Curhat Nelayan Seusai Terbitnya Permen KP 17/2021: 'Maju Kena Mundur Kena'
Dia mengungkapkan, kondisi seperti sulapan abrakadabra dan sim salabim untuk mencukupi penghidupan mereka dengan cepat ternyata jauh panggang dari api
Dia mengungkapkan, kondisi seperti sulapan abrakadabra dan sim salabim untuk mencukupi penghidupan mereka dengan cepat ternyata jauh panggang dari api.
Sejak Peraturan Menteri Kelautan dan Perikanan Nomor 56/PERMEN-KP/2016 tentang Larangan Penangkapan dan atau Pengeluaran Lobster (Panulirus spp.), Kepiting (Scylla spp.), dan Rajungan (Portunus spp.) dari wilayah Negara Republik Indonesia diberlakukan, nelayan-nelayan itu sama sekali tidak punya pengetahuan tentang budidaya.

Tentang Latihan Ini
Lanjutkan tulisan tentang keluhan nelayan seusai terbitnya Permen KP 17/2021 mulai dari titik tulisan itu berhenti.

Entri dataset
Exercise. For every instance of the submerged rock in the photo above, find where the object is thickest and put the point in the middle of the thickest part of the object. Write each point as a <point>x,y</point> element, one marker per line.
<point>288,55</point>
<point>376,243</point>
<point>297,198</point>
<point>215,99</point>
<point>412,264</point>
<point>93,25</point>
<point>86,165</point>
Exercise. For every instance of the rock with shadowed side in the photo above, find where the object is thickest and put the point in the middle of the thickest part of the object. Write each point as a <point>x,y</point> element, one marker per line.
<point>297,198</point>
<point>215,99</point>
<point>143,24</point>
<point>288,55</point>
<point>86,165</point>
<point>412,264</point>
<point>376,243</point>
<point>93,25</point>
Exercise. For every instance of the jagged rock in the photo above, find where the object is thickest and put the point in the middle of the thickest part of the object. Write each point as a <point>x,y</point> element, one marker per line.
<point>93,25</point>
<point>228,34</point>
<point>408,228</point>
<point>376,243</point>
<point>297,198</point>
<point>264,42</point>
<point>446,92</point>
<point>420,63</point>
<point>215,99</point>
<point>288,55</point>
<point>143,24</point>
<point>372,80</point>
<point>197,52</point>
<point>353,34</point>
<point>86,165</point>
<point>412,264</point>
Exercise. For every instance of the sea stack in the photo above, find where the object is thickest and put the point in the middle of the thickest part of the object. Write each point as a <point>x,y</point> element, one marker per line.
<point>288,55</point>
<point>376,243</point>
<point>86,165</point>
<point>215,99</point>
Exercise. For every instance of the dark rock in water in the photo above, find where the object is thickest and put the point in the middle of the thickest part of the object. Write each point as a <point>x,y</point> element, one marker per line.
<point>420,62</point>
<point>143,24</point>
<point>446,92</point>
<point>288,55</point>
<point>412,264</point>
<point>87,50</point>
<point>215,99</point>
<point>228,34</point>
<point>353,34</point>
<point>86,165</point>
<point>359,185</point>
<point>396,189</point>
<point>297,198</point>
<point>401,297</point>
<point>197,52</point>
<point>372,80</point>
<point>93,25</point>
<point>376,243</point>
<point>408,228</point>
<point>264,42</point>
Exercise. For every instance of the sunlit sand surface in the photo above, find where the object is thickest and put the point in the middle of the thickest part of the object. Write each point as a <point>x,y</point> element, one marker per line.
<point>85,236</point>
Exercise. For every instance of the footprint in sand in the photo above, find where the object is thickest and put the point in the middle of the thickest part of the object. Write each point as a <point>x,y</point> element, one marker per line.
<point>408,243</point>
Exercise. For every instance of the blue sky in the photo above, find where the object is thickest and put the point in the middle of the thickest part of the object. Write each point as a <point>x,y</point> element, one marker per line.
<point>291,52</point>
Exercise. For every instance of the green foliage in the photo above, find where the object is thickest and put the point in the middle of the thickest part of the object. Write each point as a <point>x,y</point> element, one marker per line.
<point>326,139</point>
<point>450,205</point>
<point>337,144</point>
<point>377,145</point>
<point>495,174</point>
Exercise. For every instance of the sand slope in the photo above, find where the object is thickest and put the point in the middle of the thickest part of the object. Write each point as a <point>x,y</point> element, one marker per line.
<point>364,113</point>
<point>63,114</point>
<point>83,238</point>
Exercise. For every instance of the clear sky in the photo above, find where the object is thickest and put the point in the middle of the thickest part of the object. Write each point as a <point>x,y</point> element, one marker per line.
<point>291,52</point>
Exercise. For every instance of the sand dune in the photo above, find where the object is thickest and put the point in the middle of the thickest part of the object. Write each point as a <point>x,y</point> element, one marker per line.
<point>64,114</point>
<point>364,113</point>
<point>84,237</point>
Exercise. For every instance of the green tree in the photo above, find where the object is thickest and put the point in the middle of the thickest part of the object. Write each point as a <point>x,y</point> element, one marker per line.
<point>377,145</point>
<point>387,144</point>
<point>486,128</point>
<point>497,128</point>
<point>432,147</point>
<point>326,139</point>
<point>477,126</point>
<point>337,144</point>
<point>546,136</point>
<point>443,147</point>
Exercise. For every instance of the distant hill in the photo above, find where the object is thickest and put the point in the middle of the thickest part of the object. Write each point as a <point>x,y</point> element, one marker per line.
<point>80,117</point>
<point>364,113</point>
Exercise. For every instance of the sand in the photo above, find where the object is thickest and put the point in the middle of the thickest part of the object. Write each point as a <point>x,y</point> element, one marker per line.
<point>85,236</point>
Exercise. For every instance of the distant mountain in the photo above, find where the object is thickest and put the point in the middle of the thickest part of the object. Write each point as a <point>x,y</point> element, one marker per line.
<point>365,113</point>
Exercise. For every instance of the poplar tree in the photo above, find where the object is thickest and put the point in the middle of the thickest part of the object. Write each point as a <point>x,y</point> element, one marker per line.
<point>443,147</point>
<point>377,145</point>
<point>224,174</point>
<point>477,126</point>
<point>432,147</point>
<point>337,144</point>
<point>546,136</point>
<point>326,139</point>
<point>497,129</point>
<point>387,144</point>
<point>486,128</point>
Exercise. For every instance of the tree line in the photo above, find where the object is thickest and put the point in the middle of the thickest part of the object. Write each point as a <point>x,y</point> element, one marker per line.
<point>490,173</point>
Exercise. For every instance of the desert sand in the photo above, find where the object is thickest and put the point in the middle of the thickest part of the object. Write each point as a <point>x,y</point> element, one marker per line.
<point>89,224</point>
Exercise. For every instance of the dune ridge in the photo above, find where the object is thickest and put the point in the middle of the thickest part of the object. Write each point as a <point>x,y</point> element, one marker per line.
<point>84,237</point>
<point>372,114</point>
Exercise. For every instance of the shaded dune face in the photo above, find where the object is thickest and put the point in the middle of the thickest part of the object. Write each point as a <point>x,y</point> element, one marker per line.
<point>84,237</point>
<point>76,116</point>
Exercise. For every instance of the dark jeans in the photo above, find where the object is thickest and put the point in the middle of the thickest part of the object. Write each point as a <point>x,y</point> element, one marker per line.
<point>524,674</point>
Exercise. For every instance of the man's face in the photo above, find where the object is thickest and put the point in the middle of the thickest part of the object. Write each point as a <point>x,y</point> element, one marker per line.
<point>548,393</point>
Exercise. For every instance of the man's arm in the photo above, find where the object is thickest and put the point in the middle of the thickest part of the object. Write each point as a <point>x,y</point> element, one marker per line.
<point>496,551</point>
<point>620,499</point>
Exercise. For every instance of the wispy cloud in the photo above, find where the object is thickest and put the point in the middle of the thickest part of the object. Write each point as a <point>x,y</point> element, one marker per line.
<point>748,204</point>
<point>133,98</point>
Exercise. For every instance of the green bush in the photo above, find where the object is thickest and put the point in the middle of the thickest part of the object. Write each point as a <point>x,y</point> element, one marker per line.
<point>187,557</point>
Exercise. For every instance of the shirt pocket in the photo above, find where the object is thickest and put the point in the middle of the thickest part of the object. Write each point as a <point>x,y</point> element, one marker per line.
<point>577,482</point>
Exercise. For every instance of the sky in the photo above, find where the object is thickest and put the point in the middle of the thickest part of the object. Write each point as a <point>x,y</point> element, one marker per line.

Ruang Jawaban
Larangan itu membuat mereka tidak tahu apa yang harus dilakukan. Tak ada bimbingan teknis, transfer knowledge atau alih teknologi yang bisa membuat mereka beralih profesi menjadi pembudidaya lobster.
"Tak ada sama sekali. Selama ini kelompok nelayan tangkap tidak mengerti teknik pendederan. Untuk daerah yang tidak ada pembudidaya lobster lantaran laut selatan ombaknya besar, hasil tangkapan harus dikirim ke daerah lain yang ada pembudidaya lobster," tuturnya.
Pengiriman antar provinsi ini pun bukan tanpa masalah. Membudidaya BBL hingga menjadi lobster ukuran 5 gram agar layak jual, menjadi pekerjaan yang sulit bagi mereka.
Baca juga: Survei KNTI: Penjualan Ikan Tangkapan Nelayan Membaik di Masa Pandemi
"Pekerjaan praktis dan uang cepat yang tadinya mudah didapat, sekarang sulit dan butuh kesabaran tingkat dewa," katanya.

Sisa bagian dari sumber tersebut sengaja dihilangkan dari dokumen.